The problem →
Quote the lines below exactly, from the one that holds "Could you point to the dark" through the final line of the records, and only those.

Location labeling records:
- - - - -
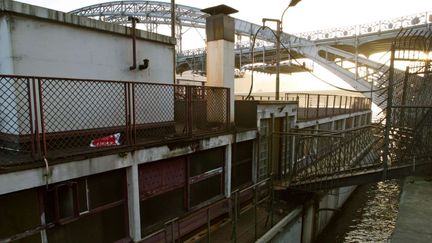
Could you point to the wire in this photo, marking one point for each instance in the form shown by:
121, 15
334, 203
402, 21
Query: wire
253, 60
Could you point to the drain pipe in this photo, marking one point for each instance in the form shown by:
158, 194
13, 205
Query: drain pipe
47, 172
134, 21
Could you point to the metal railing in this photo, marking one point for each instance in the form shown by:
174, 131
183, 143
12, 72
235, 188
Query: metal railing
255, 201
369, 28
313, 106
59, 117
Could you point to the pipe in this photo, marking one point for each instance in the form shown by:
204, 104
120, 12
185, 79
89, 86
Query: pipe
134, 21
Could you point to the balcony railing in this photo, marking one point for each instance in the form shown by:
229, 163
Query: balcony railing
58, 117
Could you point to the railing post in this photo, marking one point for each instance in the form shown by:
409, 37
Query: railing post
189, 112
334, 104
255, 212
388, 113
44, 143
32, 137
228, 108
404, 95
327, 96
208, 224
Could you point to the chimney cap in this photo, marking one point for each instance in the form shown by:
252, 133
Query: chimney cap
219, 9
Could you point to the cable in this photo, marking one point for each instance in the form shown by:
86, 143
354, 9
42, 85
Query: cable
253, 60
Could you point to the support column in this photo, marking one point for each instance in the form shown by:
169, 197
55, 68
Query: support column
228, 166
220, 51
133, 203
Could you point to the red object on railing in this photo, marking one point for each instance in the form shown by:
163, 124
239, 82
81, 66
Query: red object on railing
59, 117
111, 140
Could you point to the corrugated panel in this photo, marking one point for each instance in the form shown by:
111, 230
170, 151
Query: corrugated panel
163, 176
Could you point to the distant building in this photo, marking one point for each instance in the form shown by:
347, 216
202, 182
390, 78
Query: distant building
166, 160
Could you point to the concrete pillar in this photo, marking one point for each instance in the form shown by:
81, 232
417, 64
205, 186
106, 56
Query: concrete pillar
220, 51
133, 203
228, 163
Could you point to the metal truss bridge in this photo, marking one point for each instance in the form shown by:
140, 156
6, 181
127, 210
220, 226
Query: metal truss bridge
397, 145
343, 51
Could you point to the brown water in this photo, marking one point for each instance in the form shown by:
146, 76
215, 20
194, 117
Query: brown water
368, 216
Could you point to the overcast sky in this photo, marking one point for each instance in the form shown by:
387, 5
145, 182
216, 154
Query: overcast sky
306, 16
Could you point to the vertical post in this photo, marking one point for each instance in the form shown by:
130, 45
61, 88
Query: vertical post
404, 94
327, 96
173, 25
42, 117
255, 212
134, 21
235, 218
133, 202
208, 224
230, 155
278, 33
388, 113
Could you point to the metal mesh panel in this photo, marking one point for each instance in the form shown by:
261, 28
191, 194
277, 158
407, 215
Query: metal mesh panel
15, 119
75, 112
155, 111
56, 117
209, 108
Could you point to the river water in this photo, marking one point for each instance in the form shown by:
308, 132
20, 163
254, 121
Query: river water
368, 216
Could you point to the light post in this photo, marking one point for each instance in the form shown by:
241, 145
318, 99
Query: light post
278, 35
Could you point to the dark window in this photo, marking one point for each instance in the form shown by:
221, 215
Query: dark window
242, 164
105, 226
205, 190
19, 212
207, 160
161, 208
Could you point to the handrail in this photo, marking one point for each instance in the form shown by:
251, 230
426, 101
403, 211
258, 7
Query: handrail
53, 117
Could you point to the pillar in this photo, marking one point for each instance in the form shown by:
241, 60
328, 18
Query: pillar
220, 52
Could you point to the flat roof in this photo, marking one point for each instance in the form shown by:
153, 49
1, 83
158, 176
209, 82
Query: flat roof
23, 9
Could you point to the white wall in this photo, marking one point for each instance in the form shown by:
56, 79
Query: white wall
43, 48
52, 48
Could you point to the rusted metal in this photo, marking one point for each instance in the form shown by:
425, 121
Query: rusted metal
32, 136
44, 143
62, 116
134, 21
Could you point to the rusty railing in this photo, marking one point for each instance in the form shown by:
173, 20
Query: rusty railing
59, 117
313, 106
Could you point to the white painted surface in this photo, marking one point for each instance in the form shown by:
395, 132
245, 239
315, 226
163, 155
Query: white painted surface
21, 180
6, 64
43, 48
220, 67
134, 202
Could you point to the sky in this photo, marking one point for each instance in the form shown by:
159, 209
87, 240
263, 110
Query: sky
- - - - -
Exercise answer →
Could you point to the dark window in this photo, marking one point for each instance in the form shown by:
221, 215
Query: dark window
242, 164
105, 226
205, 190
19, 212
207, 160
161, 208
Could you point to the handrail in this photo, marking one point for each instance in the form shown by:
251, 230
426, 101
403, 211
258, 7
Query: handrail
53, 117
Could you point to the pillar in this photo, marking one point for each instance in the form shown by:
241, 60
328, 18
Query: pillar
220, 52
Could you point to the flat roof in this photo, marking one point for each instance in the form shown by:
153, 49
1, 83
158, 176
209, 82
Query: flat roof
23, 9
Could you point to the white wall in this photo, marking one point for each instance in the form shown by:
56, 79
Query: white wall
43, 48
52, 48
Could you point to the rusted metal in this photo, marking one point for each instance in the form shown by:
425, 121
Query: rusted metal
32, 136
44, 143
62, 116
134, 21
Could you point to the rusty railing in this photo, marking one point for each instance in the form shown by:
173, 20
Query: rusty railing
59, 117
313, 106
Could you point to the white painted surface in this photo, marking one point for each instance in the form shown by:
395, 132
245, 239
315, 226
163, 155
Query: white painted surface
21, 180
6, 64
43, 48
220, 67
134, 202
Could you point to the sky in this photo, marking one point for each instance in the form shown by:
159, 209
87, 240
263, 110
Query: sky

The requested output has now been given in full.